Dataset records:
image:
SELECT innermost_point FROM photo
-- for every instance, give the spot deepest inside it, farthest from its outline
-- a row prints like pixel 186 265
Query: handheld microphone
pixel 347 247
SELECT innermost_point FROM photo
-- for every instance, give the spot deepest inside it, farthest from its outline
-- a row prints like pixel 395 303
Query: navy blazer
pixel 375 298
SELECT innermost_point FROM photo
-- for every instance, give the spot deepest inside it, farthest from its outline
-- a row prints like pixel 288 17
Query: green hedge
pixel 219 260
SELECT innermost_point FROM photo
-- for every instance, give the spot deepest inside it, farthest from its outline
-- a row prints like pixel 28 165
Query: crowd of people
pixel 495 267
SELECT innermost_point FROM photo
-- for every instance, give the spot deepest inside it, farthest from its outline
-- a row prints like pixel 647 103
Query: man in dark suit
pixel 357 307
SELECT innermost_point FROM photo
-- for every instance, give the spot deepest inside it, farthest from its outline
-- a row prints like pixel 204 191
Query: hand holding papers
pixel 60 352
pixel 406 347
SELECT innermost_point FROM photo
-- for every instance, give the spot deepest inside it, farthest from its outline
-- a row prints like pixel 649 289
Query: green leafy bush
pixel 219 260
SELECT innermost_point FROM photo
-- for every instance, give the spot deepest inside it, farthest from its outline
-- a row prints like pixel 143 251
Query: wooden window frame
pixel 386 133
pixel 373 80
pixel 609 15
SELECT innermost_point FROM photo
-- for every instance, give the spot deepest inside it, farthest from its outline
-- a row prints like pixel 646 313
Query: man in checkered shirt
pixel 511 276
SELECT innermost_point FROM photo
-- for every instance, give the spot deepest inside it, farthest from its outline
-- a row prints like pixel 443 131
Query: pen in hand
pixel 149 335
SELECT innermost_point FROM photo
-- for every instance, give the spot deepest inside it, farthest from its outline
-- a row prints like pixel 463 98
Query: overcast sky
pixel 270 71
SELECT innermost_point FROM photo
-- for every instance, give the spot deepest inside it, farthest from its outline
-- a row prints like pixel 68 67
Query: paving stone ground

▸ Task goal:
Copy each entry exactly. Omit none.

▸ Exercise result:
image:
SELECT innermost_point FROM photo
-- for every instance, give the spot deepest inside it, farthest from its outline
-- a row prints like pixel 186 265
Query: handheld microphone
pixel 347 247
SELECT innermost_point FROM photo
-- for every instance, give the spot deepest inside it, farthest from its outline
-- a row prints like pixel 395 303
Query: navy blazer
pixel 375 298
SELECT innermost_point FROM photo
-- for every instance, give the spot deepest inside it, farthest from its outline
-- a row prints like pixel 288 17
Query: green hedge
pixel 219 260
SELECT innermost_point FROM photo
-- for every instance, give the spot deepest inside it, farthest from its outline
-- a row prints like pixel 28 165
Query: crowd of people
pixel 495 267
SELECT innermost_point FROM photo
-- for every instance, give the spot deepest inside it, farthest from its outline
-- a row prints like pixel 647 103
Query: man in dark suit
pixel 357 307
SELECT innermost_point FROM photo
-- for every instance, give the spot deepest inside it, farthest from its outline
-- a row prints like pixel 204 191
Query: hand holding papers
pixel 60 352
pixel 406 347
SELECT innermost_point FROM photo
-- for every instance, give the spot deepest inside it, farthest from its outline
-- a row prints like pixel 649 289
Query: green leafy bush
pixel 219 260
SELECT innermost_point FROM photo
-- for every instance, give the spot deepest inside it, farthest from its outline
-- a row prints like pixel 143 251
Query: wooden window frame
pixel 386 133
pixel 373 80
pixel 609 15
SELECT innermost_point FROM photo
-- for every instance, give the spot deepest inside it, farthest from its outline
-- a row prints like pixel 646 313
Query: man in checkered shirt
pixel 511 276
SELECT innermost_point FROM photo
-- for every instance, give the spot deepest inside it, farthest from its outline
-- a row prints like pixel 443 131
Query: pen in hand
pixel 149 335
SELECT innermost_point FROM photo
-- for every instance, give the spot deepest inside it, farthest from its outline
-- a row prints like pixel 463 98
Query: overcast sky
pixel 270 71
SELECT innermost_point FROM photo
-- for every instance, give the spot deepest inside it, farthest from its outline
-- a row prints like pixel 68 67
Query: paving stone ground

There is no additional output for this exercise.